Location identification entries
........

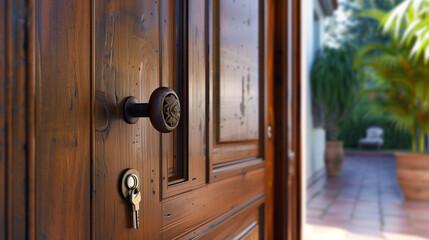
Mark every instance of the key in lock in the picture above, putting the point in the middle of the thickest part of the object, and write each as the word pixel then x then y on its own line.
pixel 131 192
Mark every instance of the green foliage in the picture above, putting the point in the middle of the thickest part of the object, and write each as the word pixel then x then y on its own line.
pixel 334 84
pixel 399 82
pixel 347 27
pixel 355 128
pixel 409 24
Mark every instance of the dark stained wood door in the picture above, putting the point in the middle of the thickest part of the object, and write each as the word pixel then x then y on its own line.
pixel 66 67
pixel 206 179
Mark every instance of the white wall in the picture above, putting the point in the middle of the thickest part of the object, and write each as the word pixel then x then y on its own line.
pixel 314 149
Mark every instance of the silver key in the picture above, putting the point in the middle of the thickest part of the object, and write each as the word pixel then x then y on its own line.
pixel 135 198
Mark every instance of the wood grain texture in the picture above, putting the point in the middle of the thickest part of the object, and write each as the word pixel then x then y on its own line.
pixel 230 150
pixel 269 153
pixel 238 117
pixel 287 176
pixel 3 138
pixel 14 157
pixel 196 110
pixel 127 58
pixel 234 224
pixel 186 211
pixel 63 119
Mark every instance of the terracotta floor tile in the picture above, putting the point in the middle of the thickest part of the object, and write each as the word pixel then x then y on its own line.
pixel 365 203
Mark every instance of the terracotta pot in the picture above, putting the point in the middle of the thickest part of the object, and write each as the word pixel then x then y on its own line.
pixel 334 156
pixel 413 175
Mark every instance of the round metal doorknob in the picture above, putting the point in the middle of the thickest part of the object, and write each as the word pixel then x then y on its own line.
pixel 163 110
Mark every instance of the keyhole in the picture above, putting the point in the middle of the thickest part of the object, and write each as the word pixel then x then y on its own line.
pixel 132 181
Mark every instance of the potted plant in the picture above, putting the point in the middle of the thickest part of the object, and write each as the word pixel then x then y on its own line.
pixel 402 88
pixel 334 85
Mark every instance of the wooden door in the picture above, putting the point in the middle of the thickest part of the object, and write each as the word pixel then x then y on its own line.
pixel 206 179
pixel 66 68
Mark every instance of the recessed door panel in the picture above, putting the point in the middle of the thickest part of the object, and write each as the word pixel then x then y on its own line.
pixel 239 70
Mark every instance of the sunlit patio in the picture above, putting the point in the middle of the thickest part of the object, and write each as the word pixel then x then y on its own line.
pixel 365 202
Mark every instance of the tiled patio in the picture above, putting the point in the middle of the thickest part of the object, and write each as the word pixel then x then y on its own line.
pixel 365 202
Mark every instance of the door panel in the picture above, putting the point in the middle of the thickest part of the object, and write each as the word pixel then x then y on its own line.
pixel 66 68
pixel 238 83
pixel 237 76
pixel 208 175
pixel 126 59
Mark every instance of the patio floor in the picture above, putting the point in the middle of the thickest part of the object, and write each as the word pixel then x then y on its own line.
pixel 365 202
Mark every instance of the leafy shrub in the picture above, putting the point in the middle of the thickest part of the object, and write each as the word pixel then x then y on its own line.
pixel 355 128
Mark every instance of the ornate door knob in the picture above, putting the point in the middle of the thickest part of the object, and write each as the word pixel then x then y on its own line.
pixel 163 109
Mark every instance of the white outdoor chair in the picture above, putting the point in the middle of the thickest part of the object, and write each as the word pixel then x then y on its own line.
pixel 374 137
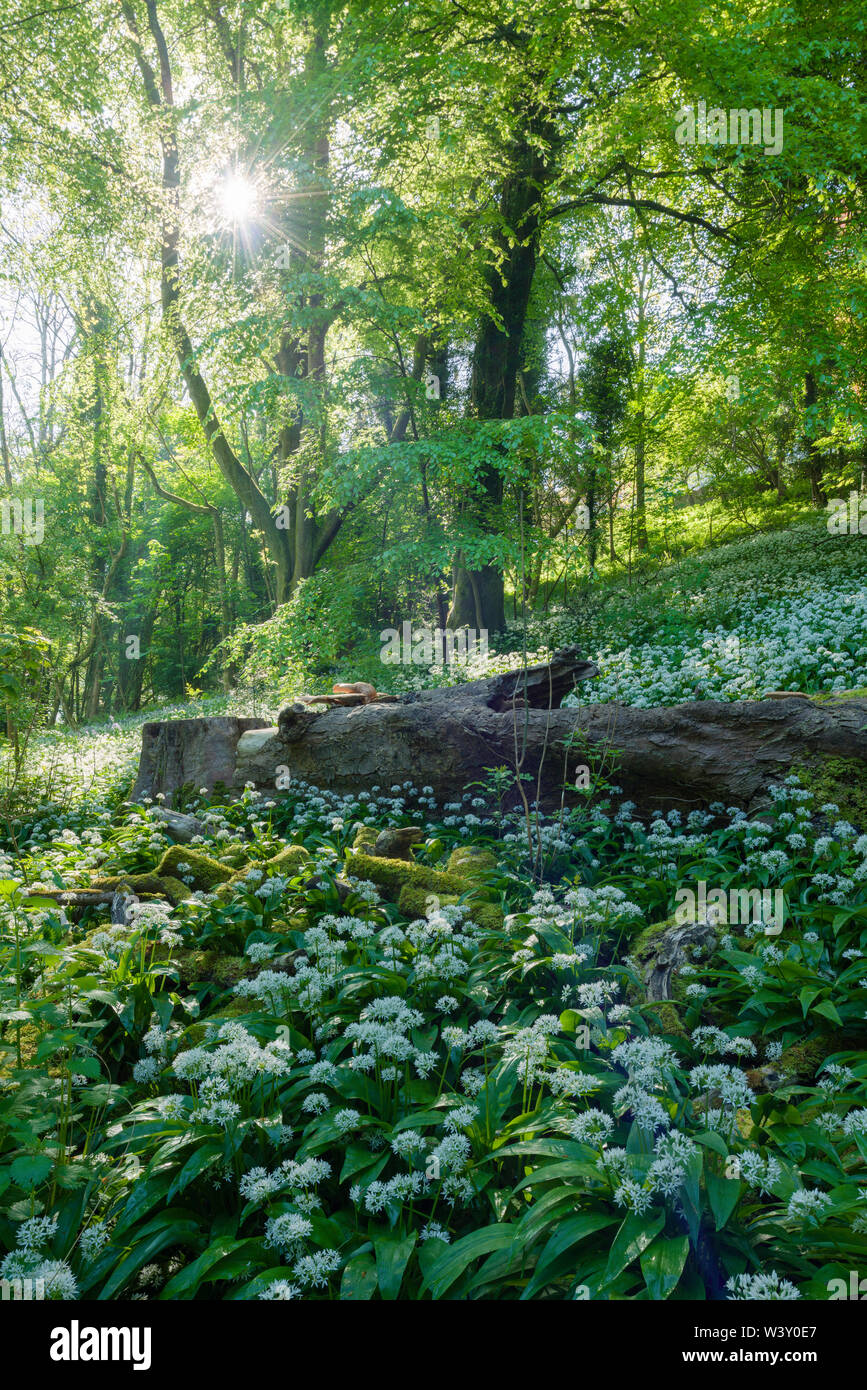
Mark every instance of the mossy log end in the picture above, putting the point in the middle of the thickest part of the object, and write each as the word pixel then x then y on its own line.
pixel 682 755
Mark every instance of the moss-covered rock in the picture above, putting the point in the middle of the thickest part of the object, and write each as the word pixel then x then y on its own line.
pixel 147 886
pixel 391 875
pixel 839 780
pixel 803 1059
pixel 288 862
pixel 204 872
pixel 366 837
pixel 667 1016
pixel 207 966
pixel 196 1033
pixel 471 861
pixel 413 902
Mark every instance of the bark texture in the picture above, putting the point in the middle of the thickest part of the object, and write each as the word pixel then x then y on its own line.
pixel 684 755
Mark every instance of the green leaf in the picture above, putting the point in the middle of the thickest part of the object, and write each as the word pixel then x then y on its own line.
pixel 632 1237
pixel 828 1011
pixel 567 1235
pixel 359 1282
pixel 461 1254
pixel 186 1280
pixel 196 1164
pixel 174 1226
pixel 663 1264
pixel 723 1194
pixel 31 1169
pixel 392 1255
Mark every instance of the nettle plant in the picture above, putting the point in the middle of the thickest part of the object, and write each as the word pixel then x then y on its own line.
pixel 286 1091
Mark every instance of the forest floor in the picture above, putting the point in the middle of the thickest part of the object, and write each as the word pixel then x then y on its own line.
pixel 421 1087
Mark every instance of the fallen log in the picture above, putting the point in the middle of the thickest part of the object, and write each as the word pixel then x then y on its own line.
pixel 682 755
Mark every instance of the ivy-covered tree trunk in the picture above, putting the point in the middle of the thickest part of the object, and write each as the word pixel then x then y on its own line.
pixel 478 591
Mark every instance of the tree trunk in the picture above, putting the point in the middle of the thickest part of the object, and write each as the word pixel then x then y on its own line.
pixel 682 755
pixel 814 459
pixel 478 594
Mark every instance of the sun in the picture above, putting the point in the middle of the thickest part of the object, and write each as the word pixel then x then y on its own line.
pixel 238 196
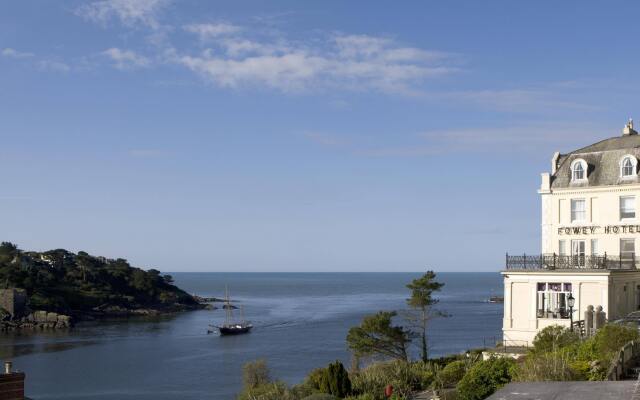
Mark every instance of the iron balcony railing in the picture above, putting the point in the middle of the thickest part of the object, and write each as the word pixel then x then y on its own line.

........

Exercise goal: Copy every one of the rows above word for word, leaving out the pictures.

The response:
Mark every instance of the key in lock in the picture above, putting the point in the middle of the thickest part of the object, and write each as the word pixel then x then y on its own line.
pixel 131 192
Mark every instance of the green foliage in the picture above, putting the point in the middle of the thickest part of the object, and write each as the word pixel then x then y on its own line.
pixel 334 84
pixel 399 82
pixel 347 27
pixel 355 128
pixel 409 24
Mark every instance of the dark stained wood door in the picture above, putting the point in the middle of the thickest part of the object, and write each as the word pixel then x then y on its own line.
pixel 66 67
pixel 206 179
Mark every instance of the white wall in the picture above, putting the point in the middle of the thickest part of the object, and write each as the word pixel then x then y on its own line.
pixel 314 149
Mark every instance of the silver key in the picture above, putting the point in the middle of the thickest part of the object, and write each as the word pixel then x then y on its own line.
pixel 135 198
Mark every instance of the wood grain texture in the picture above, putting the point in the middle of the thickest part of the object, and write each as the word pixel then x then y on its own line.
pixel 230 150
pixel 269 153
pixel 238 117
pixel 287 176
pixel 3 138
pixel 14 157
pixel 196 110
pixel 127 58
pixel 234 224
pixel 186 211
pixel 63 119
Mark every instance of the terracotta floor tile in the picture above, putting the point in the middle of the thickest part of the object, and write each as the word pixel then x then y on its own line.
pixel 365 203
Mark every instance of the terracotta pot in the picture above, putting the point in the middle of the thickest part of the object, and write each as the word pixel then x then y on its own line.
pixel 334 156
pixel 413 175
Mark every instance of the round metal doorknob in the picture above, putting the point in the middle of the thickest part of the object, and write each as the word pixel then x then y on its own line.
pixel 163 110
Mark every instance of the keyhole in the picture above, putting the point in the middle of the thickest part of the object, and write each as the word pixel then x then y on its own line.
pixel 132 181
Mark every instance of the potted plant in the picture above, putting the point in the middle of the thickest part of the object, and write each as the word pixel then x then y on its own line.
pixel 402 88
pixel 334 85
Mark every instance of the wooden door in the picture above, putting the point in the middle of the thickest part of the object, and write each as the word pixel then x then y on its own line.
pixel 206 179
pixel 66 68
Mark every instance of the recessed door panel in the picture above, putting the point in the middle of the thickest part of the object, and write each as the word pixel then x then y on its own line.
pixel 239 70
Mark every instance of the sunlit patio in the picture above, putting the point in the middle of the thickest part of the object, and write each as the word pixel then x then y on its own line.
pixel 365 202
Mark every instance of the tiled patio in the picture above, putting the point in the middle of the thickest part of the object, and write each as the word pixel then x then y on its own line.
pixel 365 202
Mark every instance of the door panel in the picture above, putting the point in the middle of the thickest part of the object, and write each as the word pixel then x then y on its own line.
pixel 66 68
pixel 238 83
pixel 237 76
pixel 208 175
pixel 126 59
Mark every instance of the patio floor in the picture above, putting the point in the middle of the thickest part of the object, and write each as the word pixel then x then y on its own line.
pixel 365 202
Mark every instance of the leafy shrub in the picture above, putting the point in the middle of the thickest part of the object, and write each as the word pixel then x then y on its own line.
pixel 355 128
Mark every instance of the ornate door knob in the picture above, putting the point in the middle of the thickest part of the object, and write each as the word pixel then x then y on its own line.
pixel 163 109
Mark every instance of the white outdoor chair in the picture above, putting the point in the middle of the thickest part of the object, and write each as the word pixel then x then y on its own line.
pixel 374 137
Mark every instance of the mossy log end in the picture above, putting the point in the middle of the thickest part of the object, and write each as the word pixel then x then y on its own line.
pixel 682 755
Mark every instance of the moss-covered rock in the picture above, putting the point in the middle of the thickest part of the object, and write each as the word pixel then x then y on its own line.
pixel 147 886
pixel 391 875
pixel 839 780
pixel 803 1059
pixel 288 862
pixel 204 872
pixel 366 837
pixel 667 1016
pixel 207 966
pixel 196 1033
pixel 471 861
pixel 413 902
Mark every instance of the bark texture in the picture above, putting the point in the middle of the thickest part of the object, and write each as the word pixel then x then y on its own line.
pixel 684 755
Mark every instance of the green leaf in the picture above, putting the point in the middle of the thickest part of the object, and write each as the word pixel then x then y on its own line.
pixel 632 1237
pixel 828 1011
pixel 567 1235
pixel 359 1282
pixel 461 1254
pixel 186 1280
pixel 196 1164
pixel 174 1226
pixel 663 1264
pixel 723 1194
pixel 31 1169
pixel 392 1255
Mark every instance of the nettle plant in the picture above, putting the point in the middle of the thickest part of the object, and write each as the word pixel then x then y on its own line.
pixel 286 1091
Mark every instance of the forest floor in the picture above, putting the point in the middle of the thickest part of the object, and write each as the word pixel then x then y on its own line.
pixel 421 1087
Mark every instance of the fallen log in the picture above, putting the point in the middle of the thickest part of the object, and write each as the word pixel then x then y on its own line.
pixel 682 755
Mark every instance of the ivy-covered tree trunk in the picture above, putting the point in the middle of the thickest part of the object, and write each as the word pixel then x then y on its own line.
pixel 478 591
Mark every instance of the tree trunk in the picture above, putting the point in the middle of the thickest part of the object, and write each as the word pixel then x then y on its own line.
pixel 682 755
pixel 814 459
pixel 478 594
Mark every instance of the sun in the picture above, putting the point in the middle of the thickest part of the object, and write each as the word pixel then x then y on its own line.
pixel 238 196
Mark every instance of the iron balcony railing in the picture above, putting the point in the middle of the thickest part of the object, and write each as the word pixel then x then y on its own line.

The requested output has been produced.